INPUT DATA:
········

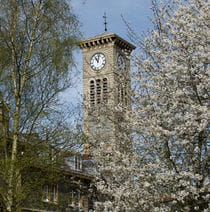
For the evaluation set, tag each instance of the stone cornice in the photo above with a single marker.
(105, 39)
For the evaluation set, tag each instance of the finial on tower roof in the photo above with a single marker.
(105, 23)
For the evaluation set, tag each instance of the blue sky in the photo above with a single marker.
(90, 14)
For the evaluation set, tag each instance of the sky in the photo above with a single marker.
(90, 14)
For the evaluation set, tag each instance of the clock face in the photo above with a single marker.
(121, 62)
(97, 61)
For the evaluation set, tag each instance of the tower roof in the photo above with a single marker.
(105, 38)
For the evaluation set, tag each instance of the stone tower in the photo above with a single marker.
(106, 84)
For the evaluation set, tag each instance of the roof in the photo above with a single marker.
(105, 38)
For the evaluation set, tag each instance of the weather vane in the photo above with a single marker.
(105, 23)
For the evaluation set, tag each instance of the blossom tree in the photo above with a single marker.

········

GIVEN TASK: Turn everything from the line containing "For the evaluation set, tag each instance of the weather" down to the end of the rows into a numbered list, leaving out any blank lines.

FINISHED TASK:
1. For the evaluation set, tag each instance of the weather vane in the photo above with a single marker.
2. (105, 23)
3. For the evaluation set, tag each instance of the blossom tree in the photo above with a single marker.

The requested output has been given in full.